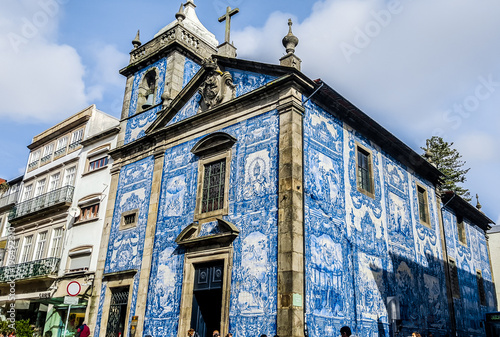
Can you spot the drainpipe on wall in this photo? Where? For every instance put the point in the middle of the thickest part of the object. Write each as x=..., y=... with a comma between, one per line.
x=306, y=332
x=449, y=294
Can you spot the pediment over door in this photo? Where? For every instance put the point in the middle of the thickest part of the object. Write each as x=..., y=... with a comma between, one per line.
x=207, y=233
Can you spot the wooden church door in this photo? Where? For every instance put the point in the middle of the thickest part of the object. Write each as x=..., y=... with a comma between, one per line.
x=207, y=298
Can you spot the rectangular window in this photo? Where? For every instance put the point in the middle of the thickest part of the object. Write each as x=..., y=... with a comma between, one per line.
x=56, y=242
x=480, y=287
x=47, y=153
x=69, y=176
x=40, y=187
x=76, y=138
x=40, y=245
x=364, y=171
x=95, y=164
x=213, y=186
x=455, y=288
x=54, y=182
x=117, y=318
x=61, y=146
x=11, y=259
x=5, y=227
x=26, y=253
x=423, y=205
x=89, y=212
x=34, y=159
x=79, y=260
x=462, y=238
x=129, y=219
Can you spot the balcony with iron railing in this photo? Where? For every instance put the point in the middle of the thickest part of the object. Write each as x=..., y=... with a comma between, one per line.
x=9, y=199
x=33, y=165
x=73, y=145
x=32, y=269
x=61, y=196
x=60, y=152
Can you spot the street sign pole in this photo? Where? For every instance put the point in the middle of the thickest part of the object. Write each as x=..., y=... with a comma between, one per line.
x=67, y=317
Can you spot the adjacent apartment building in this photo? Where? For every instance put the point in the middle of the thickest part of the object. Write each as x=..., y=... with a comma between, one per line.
x=56, y=223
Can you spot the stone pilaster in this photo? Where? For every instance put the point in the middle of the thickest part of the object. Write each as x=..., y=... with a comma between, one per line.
x=142, y=295
x=93, y=307
x=290, y=217
x=449, y=294
x=175, y=75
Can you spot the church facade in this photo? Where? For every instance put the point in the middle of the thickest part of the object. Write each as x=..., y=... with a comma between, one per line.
x=247, y=198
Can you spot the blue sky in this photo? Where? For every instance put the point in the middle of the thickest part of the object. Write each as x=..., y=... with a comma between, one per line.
x=419, y=68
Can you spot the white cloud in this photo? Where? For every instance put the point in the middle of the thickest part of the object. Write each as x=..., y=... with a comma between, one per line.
x=40, y=80
x=107, y=60
x=415, y=71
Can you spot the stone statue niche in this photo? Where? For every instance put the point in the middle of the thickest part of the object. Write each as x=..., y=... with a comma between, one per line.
x=217, y=88
x=147, y=91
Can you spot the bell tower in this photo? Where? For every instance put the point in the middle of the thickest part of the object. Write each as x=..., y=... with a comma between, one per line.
x=160, y=68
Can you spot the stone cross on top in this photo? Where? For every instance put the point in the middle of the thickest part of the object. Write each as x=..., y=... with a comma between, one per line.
x=227, y=17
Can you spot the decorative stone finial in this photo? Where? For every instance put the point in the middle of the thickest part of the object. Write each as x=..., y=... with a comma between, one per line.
x=428, y=155
x=290, y=41
x=180, y=16
x=136, y=42
x=190, y=3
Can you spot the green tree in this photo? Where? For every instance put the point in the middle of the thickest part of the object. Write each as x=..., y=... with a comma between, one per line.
x=448, y=160
x=21, y=327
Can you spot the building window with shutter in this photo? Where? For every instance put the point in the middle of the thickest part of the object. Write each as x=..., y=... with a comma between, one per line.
x=79, y=259
x=423, y=205
x=480, y=287
x=462, y=237
x=129, y=219
x=90, y=212
x=364, y=171
x=455, y=287
x=97, y=164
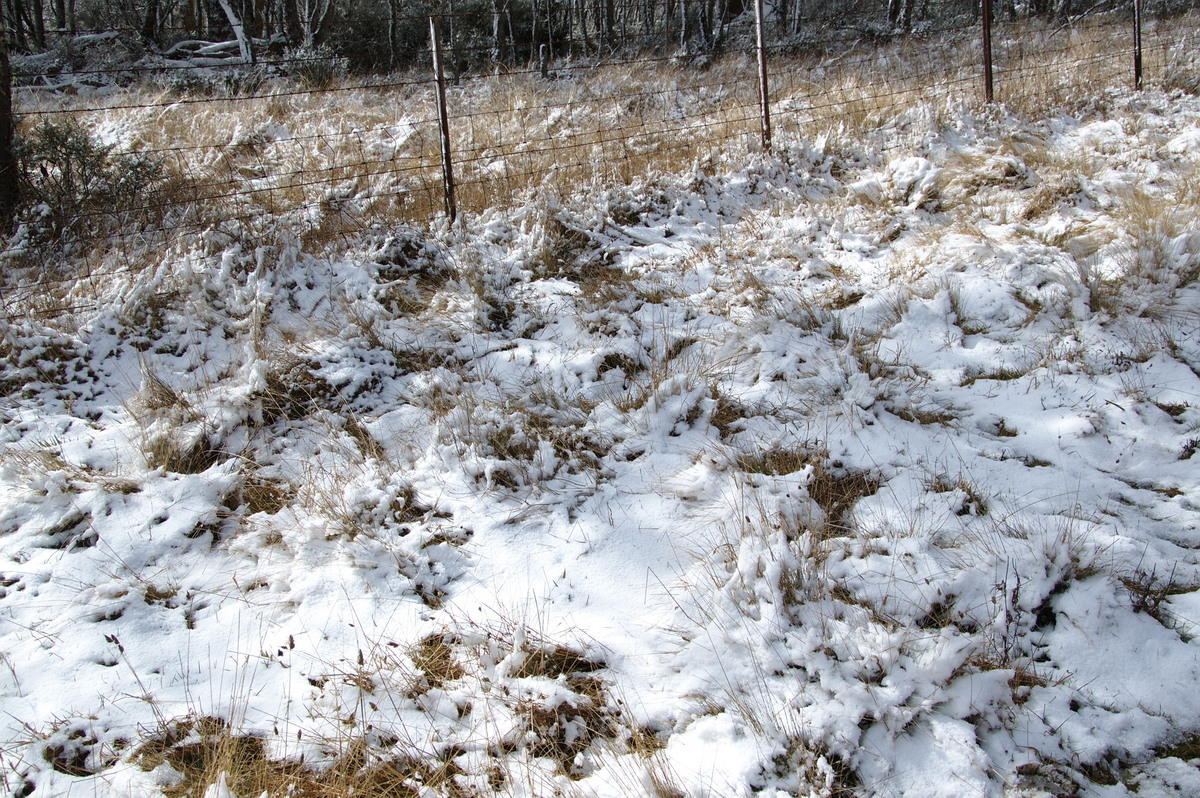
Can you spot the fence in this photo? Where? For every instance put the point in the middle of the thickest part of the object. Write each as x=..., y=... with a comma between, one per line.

=-=-=

Instructions to follow — Copy the records word for word, beginning at their start and stopping after the line that has "x=207, y=298". Leave the pictures out.

Result of the exercise —
Can you spot the drainpipe on wall in this photo? Where? For every instance put the point in the middle of the thickest part of the object. Write each as x=..., y=... with a comma between, one per line.
x=306, y=332
x=449, y=294
Can you spot the pediment over door in this photo? Where? For every instance put the point in the middle of the thickest part of the object. Write each as x=..., y=... with a comma between, one per line.
x=207, y=233
Can you spot the wooden church door in this photo? Where? For every instance put the point in the middle of the thickest part of the object. Write each as x=..., y=... with a comma between, one per line.
x=207, y=298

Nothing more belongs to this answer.